#### Challenges
A) Using only the excerpt on EMMA input for Simulator, decide whether each statement agrees with it. Answer yes or no for each and quote the deciding words. (i) An EMMA document given to Simulator can hold an unordered group of utterances. (ii) Two sets of grammars in an EMMA file may share the same identifier. (iii) Text typed into the field for the audio location is processed through recognition.
B) Resume the excerpt on EMMA input for Simulator after its final sentence, keeping its technical style.

The input for Simulator is an EMMA document that contains one or more utterances. The EMMA document can contain:

  • A single utterance

  • An ordered sequence of utterances (similar to those in a telephone call)

  • An unordered group of utterances

  • A mixture of ordered and unordered groups of utterances

Grammar and audio inputs can be offered in the form of local file content, or as URIs. If text is entered into the field for the location of audio content, this text is used as input to be processed through emulation, rather than recognition. Transcripts contain text that represents the ideal expected recognition for the supplied audio. Transcripts may also contain tags indicating the presence of noise or garbage audio. The EMMA document may contain additional information not needed by Simulator.

EMMA files used as input to Simulator can define sets of grammars, which can be assigned collectively to recognize an utterance. Each set of grammars must have a unique identifier. For each utterance, you can designate the grammars that are active for recognition by referencing the identifier for a set of grammars. A set of grammars designated to recognize an utterance comprises the "grammar state" for an utterance. When using grammar states, each utterance should reference exactly one grammar state.

#### Supplied information
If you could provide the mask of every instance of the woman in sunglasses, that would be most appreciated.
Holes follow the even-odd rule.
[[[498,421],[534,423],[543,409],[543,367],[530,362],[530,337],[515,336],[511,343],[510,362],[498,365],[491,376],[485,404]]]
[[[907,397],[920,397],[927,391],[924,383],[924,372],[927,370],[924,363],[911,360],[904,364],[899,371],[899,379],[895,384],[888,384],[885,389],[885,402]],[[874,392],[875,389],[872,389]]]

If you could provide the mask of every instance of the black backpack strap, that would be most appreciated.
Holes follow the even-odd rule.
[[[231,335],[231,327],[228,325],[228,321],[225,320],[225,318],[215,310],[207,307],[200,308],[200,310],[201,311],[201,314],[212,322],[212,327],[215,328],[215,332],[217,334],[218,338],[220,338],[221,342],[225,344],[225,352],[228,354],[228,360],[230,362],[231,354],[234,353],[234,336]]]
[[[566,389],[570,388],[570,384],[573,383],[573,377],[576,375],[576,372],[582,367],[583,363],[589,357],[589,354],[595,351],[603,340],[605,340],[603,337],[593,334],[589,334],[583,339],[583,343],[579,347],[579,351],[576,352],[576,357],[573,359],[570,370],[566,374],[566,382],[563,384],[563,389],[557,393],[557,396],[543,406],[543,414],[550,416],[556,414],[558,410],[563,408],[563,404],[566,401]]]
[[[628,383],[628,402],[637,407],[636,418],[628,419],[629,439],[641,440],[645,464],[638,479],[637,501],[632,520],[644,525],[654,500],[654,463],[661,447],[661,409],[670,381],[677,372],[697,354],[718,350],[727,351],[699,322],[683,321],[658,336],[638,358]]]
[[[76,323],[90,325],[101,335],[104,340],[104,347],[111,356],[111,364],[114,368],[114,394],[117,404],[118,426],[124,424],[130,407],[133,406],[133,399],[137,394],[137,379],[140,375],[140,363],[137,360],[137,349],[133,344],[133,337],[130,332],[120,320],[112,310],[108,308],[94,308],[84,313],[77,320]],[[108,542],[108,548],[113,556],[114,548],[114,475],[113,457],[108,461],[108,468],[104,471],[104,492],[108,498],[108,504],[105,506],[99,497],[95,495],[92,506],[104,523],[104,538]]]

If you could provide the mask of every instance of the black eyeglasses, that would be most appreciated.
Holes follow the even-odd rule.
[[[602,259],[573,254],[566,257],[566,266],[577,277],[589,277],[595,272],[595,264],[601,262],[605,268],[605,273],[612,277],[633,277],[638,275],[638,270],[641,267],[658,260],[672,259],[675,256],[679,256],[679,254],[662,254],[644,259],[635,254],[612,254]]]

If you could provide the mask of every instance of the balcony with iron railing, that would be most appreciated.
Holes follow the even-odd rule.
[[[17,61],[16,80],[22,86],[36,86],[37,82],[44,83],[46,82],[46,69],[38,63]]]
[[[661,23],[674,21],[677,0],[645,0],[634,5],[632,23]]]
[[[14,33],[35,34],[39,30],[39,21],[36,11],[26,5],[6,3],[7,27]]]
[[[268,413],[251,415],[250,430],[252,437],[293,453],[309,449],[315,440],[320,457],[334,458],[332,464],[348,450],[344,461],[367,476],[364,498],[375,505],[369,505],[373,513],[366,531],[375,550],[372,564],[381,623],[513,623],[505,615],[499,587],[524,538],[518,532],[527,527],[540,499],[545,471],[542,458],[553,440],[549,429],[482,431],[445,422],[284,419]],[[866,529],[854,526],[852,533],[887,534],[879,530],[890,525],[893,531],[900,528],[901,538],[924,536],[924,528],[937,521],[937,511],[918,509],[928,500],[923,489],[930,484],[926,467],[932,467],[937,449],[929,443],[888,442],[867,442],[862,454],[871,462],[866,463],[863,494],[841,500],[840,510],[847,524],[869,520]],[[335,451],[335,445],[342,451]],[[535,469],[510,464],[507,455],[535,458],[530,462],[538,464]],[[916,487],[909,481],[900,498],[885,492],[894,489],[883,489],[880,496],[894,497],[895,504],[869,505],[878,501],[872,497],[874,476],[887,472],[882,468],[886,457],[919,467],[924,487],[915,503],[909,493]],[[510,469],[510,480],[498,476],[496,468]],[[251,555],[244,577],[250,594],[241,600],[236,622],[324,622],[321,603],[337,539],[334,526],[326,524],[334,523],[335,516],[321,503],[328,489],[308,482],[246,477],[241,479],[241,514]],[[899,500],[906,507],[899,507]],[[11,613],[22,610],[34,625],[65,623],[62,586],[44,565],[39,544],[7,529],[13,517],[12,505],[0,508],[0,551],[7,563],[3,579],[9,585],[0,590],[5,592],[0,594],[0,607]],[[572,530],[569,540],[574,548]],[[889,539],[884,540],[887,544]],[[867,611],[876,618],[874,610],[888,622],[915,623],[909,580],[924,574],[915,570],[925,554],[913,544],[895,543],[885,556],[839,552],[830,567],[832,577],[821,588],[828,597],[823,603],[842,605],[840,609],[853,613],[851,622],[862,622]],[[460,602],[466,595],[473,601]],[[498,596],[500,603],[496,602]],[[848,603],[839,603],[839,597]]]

#### Exercise responses
A)
(i) Yes: "An unordered group of utterances"
(ii) No: "Each set of grammars must have a unique identifier."
(iii) No: "this text is used as input to be processed through emulation, rather than recognition."

B)
SimulatorResultsAnalyzer will always create a separate analysis section for each grammar set. This makes it easier to identify utterances that use a particular grammar state and to tune the associated grammars. Otherwise, you may specify grammars individually, using a unique identifier for each. However, SimulatorResultsAnalyzer will not create a separate analysis section for individually specified grammars; they will only be included in the default analysis that includes all utterances.

The information in an input file that is relevant to Simulator is shown in the following list:

  • Grammars

  • Groups of grammars labeled with an identifier

  • Audio files (optional)

  • Audio files with audio overridden by text input (optional)

  • Serialized engine state (optional)

  • Engine parameter settings (optional)

  • Engine version information (optional)

  • Transcripts (optional)

  • Cookies containing information about individual utterances or the entire EMMA document (optional)

Example Use of Grammar States

The following example is an EMMA input file for Simulator. The example creates two grammar states (MyState1 and MyState2) by defining two sets of grammars and assigning each set an identifier. The first utterance specifies the identifier MyState1 to designate the grammars that will be active for recognition of the utterance. The second utterance designates a different set of grammars to use for recognition by specifying MyState2.

<?xml version="1.0" encoding="utf-8"?>
<emma:emma version="1.0" xmlns:ms="https://www.microsoft.com/xmlns/webreco" 
  xmlns:emma="http://www.w3.org/2003/04/emma"
  xmlns="http://www.example.com/example">
  <!-- 
  This first block allows us to defining different grammar states, using the 
  ms namespace, and active grammar ids.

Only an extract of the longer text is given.